What this task involves.
Retype exactly, and only, the lines from the one that contains "Target: man's beard" through the final line of the entries.

Data shown.

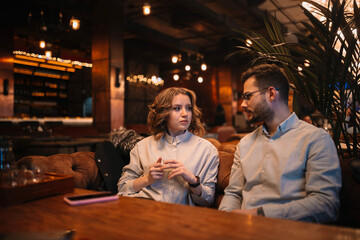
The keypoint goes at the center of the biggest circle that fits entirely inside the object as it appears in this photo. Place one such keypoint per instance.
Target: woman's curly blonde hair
(160, 111)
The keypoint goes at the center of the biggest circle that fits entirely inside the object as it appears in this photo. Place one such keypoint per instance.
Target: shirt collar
(178, 139)
(283, 127)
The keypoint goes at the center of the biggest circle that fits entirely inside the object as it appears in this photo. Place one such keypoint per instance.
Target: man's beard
(261, 113)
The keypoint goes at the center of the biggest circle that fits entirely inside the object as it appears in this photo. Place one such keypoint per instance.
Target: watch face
(197, 182)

Task answer.
Target: man's beard
(261, 113)
The keypoint goes at the center of the biggest circle that fits entirely inside the object as it appears in this photo. Place one such keypoint per instance.
Target: watch face
(197, 182)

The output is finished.